(begin)

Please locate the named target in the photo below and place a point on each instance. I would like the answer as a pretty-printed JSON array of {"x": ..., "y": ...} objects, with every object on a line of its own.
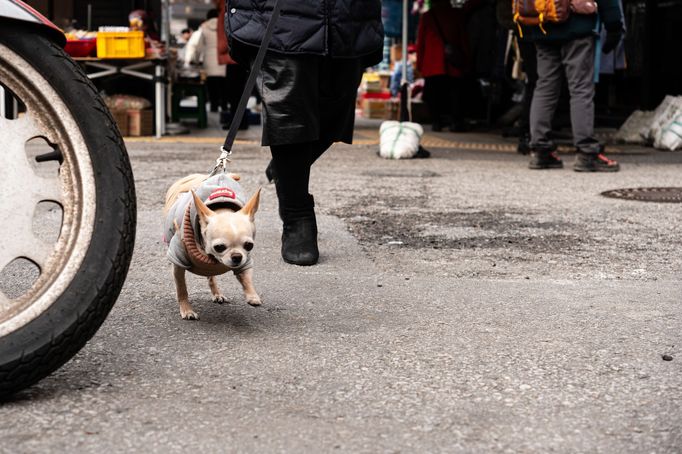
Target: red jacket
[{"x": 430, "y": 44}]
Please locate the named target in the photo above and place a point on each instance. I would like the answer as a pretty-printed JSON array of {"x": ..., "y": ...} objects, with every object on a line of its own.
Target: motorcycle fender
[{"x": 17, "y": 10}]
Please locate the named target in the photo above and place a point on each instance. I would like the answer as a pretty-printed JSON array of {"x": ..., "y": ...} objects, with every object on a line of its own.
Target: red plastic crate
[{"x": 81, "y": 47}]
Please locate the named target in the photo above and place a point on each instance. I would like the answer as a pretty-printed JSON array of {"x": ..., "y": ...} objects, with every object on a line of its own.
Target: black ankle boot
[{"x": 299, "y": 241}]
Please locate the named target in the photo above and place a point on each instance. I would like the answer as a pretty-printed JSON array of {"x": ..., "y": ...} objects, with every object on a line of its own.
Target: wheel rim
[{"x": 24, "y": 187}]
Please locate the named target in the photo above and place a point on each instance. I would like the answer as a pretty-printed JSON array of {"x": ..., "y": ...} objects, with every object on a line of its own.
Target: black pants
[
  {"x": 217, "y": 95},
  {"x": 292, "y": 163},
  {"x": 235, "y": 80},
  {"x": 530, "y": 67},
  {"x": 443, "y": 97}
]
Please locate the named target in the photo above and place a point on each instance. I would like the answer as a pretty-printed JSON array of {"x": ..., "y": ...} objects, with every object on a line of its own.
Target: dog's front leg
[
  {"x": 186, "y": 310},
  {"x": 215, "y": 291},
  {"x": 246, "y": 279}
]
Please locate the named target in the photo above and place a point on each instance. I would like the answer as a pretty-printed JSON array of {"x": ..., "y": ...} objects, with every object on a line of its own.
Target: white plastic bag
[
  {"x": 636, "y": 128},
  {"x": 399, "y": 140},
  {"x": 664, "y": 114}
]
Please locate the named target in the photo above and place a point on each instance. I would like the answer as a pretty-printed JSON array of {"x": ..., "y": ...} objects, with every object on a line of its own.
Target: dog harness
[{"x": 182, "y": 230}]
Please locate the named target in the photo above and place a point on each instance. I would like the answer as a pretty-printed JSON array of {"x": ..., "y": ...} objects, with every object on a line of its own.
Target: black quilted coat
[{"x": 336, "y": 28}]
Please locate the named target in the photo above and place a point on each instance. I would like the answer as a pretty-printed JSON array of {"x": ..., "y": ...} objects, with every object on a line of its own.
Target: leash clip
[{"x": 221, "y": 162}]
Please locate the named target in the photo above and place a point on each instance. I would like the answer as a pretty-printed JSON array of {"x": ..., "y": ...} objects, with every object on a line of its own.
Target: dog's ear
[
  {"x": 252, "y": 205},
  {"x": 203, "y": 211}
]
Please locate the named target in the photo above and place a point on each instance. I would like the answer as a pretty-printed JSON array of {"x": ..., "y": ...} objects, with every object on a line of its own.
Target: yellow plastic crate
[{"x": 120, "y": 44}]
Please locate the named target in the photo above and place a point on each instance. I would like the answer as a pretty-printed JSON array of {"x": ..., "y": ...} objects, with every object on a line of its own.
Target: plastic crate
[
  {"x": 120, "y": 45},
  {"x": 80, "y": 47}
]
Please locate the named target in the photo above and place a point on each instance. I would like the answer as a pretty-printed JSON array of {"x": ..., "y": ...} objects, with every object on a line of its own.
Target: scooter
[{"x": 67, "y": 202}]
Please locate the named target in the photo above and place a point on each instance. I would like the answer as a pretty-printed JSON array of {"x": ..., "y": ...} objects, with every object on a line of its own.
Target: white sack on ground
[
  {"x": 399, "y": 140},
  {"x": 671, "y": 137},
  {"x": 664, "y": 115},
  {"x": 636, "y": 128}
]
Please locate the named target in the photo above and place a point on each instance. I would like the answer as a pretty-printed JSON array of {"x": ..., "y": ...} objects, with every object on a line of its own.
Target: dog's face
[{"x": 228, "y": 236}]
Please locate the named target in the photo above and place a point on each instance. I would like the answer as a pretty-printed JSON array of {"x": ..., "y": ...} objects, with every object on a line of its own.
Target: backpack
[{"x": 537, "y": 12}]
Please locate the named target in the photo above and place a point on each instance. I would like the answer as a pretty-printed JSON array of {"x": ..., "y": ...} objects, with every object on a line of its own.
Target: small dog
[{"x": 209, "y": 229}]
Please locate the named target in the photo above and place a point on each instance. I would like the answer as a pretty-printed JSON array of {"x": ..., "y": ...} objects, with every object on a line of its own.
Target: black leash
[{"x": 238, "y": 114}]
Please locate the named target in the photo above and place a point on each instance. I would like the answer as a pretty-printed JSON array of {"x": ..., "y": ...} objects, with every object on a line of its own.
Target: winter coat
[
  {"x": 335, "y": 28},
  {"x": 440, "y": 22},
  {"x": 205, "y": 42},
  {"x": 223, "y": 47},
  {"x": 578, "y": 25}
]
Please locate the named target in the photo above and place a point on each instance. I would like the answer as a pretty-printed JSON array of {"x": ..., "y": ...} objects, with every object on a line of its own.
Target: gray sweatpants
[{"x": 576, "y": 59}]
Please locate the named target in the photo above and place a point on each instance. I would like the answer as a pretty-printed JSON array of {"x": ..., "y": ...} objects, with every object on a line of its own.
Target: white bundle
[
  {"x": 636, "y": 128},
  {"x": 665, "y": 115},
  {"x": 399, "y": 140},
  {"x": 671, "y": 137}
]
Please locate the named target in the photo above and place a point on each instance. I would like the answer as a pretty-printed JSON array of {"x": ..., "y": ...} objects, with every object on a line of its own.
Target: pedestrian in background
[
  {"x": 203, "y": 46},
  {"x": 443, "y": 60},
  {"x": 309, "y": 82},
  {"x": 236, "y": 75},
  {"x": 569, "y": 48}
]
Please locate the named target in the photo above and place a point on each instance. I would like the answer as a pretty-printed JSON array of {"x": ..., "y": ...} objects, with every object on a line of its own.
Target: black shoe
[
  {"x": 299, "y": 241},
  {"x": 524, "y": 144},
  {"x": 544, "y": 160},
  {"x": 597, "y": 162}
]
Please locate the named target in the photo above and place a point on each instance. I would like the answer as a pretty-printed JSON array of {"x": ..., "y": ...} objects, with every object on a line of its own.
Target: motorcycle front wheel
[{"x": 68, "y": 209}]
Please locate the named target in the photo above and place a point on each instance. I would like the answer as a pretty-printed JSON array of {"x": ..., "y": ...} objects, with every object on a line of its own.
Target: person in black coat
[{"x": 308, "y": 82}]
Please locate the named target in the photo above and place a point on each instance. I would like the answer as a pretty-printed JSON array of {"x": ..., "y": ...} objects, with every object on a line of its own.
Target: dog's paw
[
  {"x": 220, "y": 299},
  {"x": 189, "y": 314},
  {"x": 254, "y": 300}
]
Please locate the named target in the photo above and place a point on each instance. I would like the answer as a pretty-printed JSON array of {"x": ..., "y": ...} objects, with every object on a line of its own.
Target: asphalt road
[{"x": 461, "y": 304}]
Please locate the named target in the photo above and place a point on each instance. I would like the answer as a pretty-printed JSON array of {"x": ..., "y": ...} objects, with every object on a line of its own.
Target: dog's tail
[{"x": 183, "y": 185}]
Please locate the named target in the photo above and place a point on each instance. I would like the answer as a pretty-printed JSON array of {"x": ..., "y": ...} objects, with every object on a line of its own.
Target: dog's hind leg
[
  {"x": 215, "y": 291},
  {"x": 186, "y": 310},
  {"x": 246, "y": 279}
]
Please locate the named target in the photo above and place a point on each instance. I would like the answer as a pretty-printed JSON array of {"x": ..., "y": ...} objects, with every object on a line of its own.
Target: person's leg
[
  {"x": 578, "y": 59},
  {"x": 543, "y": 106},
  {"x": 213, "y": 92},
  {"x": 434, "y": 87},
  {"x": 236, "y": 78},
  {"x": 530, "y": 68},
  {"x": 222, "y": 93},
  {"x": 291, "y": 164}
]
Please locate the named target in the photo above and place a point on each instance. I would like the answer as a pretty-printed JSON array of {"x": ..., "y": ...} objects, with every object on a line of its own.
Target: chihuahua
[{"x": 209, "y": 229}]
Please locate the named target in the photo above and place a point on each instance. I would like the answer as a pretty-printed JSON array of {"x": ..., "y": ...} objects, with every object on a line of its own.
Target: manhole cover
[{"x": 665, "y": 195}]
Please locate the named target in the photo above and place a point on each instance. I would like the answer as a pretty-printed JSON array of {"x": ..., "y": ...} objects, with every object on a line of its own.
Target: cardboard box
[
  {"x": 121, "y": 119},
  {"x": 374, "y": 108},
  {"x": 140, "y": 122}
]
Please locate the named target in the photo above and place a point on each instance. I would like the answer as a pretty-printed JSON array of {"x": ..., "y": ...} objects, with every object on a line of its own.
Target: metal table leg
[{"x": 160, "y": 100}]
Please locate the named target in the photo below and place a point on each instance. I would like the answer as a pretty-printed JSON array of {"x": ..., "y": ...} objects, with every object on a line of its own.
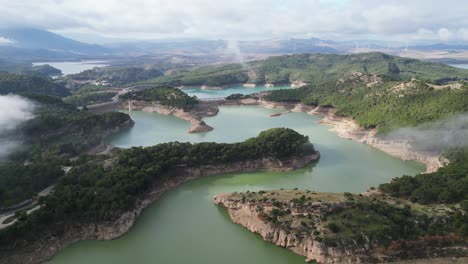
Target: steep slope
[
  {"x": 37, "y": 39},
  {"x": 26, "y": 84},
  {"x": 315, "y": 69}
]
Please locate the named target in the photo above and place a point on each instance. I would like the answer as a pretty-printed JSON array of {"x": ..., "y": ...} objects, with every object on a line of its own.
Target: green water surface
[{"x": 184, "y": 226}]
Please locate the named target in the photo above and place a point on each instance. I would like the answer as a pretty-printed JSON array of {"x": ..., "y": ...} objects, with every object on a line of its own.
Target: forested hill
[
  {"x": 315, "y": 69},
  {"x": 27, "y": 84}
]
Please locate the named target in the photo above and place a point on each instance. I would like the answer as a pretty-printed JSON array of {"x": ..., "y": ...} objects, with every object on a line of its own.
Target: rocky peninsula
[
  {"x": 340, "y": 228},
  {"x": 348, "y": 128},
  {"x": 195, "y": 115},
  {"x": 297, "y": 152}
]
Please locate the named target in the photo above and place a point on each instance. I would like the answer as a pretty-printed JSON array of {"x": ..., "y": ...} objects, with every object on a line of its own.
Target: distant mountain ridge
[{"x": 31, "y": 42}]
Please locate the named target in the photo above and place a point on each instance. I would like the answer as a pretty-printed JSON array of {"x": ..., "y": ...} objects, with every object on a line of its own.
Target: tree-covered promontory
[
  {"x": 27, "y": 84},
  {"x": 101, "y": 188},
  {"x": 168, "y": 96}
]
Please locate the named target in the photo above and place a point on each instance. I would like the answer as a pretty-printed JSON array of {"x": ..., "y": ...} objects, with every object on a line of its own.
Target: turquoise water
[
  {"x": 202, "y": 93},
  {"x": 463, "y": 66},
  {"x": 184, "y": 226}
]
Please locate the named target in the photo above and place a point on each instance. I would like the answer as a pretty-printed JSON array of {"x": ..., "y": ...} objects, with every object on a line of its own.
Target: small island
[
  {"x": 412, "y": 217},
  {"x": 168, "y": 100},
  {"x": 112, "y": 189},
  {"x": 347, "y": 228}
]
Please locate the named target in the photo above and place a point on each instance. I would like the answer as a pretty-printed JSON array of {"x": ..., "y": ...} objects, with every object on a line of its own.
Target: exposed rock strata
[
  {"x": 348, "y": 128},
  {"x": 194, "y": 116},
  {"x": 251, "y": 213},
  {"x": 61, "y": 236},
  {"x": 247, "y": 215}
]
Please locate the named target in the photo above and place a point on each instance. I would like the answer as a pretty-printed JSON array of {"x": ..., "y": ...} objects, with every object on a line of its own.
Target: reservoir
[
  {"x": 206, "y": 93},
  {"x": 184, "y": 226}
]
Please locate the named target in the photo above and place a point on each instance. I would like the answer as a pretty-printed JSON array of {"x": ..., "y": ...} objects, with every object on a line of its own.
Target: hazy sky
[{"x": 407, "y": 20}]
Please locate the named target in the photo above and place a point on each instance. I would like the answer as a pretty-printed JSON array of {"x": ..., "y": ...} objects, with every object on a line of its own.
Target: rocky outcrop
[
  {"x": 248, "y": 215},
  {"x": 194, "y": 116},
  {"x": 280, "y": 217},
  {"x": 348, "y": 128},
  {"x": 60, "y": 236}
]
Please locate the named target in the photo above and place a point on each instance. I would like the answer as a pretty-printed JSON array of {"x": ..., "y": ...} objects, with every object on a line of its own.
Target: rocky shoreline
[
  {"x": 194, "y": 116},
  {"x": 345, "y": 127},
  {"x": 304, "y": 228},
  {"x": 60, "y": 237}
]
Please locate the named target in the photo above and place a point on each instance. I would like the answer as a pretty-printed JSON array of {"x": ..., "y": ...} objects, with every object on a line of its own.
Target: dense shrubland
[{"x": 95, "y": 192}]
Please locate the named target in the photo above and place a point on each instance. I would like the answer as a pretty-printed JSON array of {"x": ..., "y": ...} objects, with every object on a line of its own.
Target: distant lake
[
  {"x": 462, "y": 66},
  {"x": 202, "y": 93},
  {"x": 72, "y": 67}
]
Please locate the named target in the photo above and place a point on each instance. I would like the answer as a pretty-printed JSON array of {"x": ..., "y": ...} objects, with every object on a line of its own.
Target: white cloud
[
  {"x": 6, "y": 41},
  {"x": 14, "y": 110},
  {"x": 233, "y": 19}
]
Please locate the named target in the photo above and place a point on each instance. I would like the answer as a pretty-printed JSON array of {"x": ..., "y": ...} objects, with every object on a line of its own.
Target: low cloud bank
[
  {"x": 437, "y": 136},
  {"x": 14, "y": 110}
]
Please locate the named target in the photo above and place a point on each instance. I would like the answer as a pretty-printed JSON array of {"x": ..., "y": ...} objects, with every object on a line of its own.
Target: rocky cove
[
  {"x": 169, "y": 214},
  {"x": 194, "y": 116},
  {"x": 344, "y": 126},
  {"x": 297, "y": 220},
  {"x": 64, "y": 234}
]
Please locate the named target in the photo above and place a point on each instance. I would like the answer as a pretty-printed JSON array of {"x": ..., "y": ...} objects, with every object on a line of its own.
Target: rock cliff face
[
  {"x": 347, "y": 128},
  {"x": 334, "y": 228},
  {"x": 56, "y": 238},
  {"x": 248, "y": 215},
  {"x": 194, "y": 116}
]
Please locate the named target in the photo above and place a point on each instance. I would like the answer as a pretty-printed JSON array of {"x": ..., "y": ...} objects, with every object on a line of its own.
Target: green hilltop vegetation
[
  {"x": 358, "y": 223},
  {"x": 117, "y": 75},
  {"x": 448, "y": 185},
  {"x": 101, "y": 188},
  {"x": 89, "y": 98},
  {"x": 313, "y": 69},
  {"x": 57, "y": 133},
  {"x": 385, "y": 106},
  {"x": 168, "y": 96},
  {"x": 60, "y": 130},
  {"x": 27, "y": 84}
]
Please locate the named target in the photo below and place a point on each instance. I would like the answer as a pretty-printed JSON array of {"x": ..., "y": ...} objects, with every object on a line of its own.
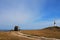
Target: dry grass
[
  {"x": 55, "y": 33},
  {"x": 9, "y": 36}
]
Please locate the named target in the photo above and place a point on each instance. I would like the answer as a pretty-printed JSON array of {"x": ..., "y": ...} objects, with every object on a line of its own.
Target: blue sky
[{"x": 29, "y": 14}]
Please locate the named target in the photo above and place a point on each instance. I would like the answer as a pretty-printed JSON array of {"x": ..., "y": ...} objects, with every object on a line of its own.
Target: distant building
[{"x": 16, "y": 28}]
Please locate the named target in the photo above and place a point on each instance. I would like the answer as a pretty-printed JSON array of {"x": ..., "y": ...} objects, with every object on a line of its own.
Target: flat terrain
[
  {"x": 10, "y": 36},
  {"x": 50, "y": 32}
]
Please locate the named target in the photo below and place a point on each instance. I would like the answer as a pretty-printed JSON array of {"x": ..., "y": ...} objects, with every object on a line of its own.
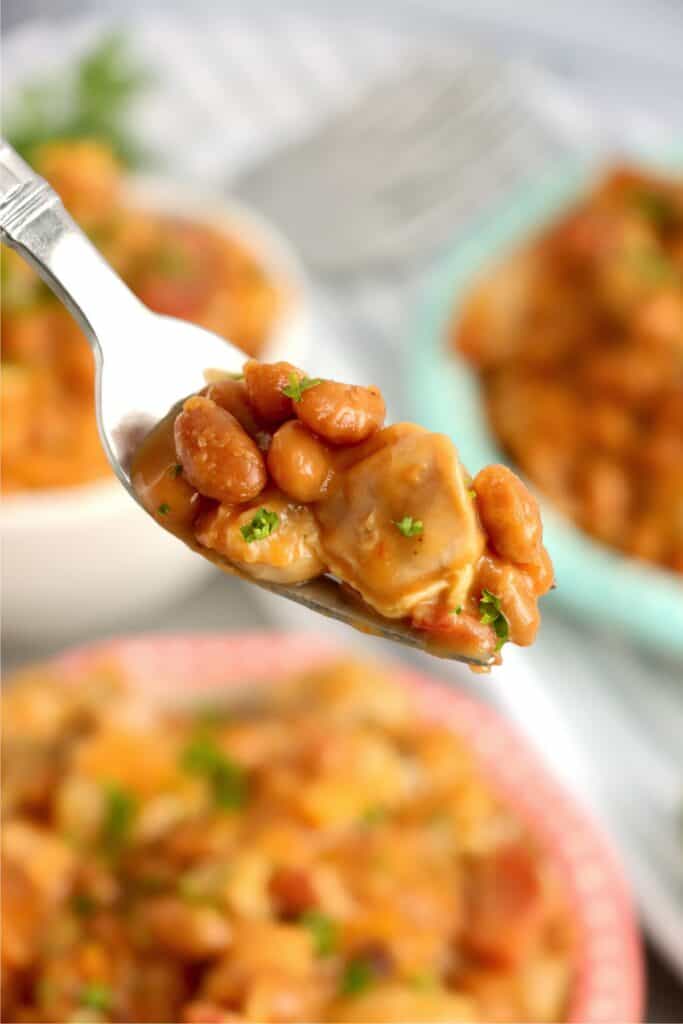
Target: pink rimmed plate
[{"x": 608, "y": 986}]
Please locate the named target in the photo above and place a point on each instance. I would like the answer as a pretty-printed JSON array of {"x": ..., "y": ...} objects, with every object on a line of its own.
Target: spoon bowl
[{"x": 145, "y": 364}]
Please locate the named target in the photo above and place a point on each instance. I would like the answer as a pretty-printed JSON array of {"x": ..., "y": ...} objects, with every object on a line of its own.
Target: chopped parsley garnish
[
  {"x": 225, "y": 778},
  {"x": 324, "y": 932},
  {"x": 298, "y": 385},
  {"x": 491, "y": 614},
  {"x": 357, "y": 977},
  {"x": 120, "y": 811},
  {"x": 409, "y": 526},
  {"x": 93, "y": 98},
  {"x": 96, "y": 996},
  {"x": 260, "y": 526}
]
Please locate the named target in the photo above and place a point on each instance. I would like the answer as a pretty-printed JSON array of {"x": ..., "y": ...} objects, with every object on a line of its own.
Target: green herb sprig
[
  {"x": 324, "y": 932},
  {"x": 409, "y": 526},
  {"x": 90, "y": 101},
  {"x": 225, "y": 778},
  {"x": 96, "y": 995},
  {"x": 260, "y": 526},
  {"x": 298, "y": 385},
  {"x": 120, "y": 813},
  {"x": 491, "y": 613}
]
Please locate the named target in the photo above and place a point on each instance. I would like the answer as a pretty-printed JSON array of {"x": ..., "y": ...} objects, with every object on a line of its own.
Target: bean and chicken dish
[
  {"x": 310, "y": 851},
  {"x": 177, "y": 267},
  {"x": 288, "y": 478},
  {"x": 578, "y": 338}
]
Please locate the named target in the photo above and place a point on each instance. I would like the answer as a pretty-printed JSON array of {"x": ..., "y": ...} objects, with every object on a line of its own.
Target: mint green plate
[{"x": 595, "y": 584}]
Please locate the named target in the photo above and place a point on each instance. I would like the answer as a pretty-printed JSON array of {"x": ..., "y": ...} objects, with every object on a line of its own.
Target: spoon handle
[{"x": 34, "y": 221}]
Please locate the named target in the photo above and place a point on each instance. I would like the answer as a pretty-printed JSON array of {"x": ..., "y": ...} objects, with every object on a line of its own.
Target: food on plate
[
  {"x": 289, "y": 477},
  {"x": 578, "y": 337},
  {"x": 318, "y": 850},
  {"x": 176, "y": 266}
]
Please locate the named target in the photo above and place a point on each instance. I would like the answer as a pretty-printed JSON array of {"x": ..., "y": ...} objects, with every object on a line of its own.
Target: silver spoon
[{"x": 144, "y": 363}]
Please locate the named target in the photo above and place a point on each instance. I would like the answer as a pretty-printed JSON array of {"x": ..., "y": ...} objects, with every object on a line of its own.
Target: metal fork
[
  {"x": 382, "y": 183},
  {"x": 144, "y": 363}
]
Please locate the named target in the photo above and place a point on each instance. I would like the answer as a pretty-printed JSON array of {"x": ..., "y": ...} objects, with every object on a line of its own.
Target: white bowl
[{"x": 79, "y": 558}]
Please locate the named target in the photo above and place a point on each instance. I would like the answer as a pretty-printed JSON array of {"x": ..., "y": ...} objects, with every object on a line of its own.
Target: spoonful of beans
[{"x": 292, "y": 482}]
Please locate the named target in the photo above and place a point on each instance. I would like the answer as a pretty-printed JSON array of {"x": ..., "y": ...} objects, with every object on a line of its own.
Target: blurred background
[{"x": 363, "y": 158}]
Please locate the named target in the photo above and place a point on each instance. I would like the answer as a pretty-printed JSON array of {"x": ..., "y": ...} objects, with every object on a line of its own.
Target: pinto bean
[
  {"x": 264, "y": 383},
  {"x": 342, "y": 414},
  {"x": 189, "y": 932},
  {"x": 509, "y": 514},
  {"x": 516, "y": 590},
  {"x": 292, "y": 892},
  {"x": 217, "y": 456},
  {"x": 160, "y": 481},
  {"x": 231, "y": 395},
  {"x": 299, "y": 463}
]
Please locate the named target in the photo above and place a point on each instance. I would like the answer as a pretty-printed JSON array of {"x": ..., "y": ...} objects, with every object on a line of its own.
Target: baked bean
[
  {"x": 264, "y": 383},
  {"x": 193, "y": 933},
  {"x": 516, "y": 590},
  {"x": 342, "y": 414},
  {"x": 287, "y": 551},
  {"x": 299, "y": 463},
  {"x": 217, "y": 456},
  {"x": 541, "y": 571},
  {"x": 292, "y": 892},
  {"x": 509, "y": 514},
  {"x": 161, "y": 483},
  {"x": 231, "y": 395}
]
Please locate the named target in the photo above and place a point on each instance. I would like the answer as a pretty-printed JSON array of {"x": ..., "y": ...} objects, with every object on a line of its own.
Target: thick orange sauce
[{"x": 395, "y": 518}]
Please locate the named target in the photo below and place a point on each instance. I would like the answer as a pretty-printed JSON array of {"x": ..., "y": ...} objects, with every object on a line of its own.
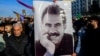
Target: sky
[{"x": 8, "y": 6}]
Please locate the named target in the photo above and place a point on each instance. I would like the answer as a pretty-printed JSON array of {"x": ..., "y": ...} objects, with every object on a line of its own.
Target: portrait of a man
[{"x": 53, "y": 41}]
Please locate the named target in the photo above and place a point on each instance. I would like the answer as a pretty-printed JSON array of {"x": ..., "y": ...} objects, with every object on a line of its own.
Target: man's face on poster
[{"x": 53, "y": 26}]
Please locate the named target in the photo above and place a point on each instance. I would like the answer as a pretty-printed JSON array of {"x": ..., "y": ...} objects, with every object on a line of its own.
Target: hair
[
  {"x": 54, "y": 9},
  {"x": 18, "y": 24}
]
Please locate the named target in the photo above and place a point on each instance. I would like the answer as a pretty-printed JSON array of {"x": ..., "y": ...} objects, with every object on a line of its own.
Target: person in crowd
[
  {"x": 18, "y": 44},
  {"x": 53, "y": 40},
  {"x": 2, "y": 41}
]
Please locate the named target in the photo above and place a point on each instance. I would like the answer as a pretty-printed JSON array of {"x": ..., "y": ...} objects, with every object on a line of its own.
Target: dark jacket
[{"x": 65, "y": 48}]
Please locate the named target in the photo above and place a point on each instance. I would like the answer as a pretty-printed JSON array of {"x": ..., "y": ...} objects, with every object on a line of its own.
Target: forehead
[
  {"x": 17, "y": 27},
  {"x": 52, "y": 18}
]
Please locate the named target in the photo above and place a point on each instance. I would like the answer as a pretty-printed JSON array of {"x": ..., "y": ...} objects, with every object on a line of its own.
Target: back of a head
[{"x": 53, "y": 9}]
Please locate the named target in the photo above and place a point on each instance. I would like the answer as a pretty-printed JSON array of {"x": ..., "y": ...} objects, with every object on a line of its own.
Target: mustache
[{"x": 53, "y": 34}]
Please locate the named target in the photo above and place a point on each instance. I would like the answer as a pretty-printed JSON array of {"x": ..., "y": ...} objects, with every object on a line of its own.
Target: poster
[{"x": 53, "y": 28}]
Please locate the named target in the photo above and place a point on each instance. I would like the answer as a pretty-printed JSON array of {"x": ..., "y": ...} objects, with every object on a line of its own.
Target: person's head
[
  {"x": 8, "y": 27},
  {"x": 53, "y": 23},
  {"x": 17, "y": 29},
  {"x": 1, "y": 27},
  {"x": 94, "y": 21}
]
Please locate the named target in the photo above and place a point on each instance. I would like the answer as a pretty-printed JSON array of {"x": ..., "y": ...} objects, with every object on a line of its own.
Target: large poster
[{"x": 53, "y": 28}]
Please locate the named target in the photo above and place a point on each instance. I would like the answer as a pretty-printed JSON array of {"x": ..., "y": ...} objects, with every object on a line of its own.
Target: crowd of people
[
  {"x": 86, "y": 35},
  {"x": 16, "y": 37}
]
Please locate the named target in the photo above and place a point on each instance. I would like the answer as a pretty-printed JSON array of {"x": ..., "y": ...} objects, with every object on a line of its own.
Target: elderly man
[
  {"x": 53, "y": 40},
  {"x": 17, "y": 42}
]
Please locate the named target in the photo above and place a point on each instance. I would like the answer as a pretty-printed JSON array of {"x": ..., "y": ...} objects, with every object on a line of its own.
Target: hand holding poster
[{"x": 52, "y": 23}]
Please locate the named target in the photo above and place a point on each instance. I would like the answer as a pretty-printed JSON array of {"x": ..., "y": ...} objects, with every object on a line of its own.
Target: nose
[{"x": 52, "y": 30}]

(end)

Job: How many lines in the data above contain the string "crowd"? Count only matches with the same letter case, and reply with the number alone.

Result of the task: 2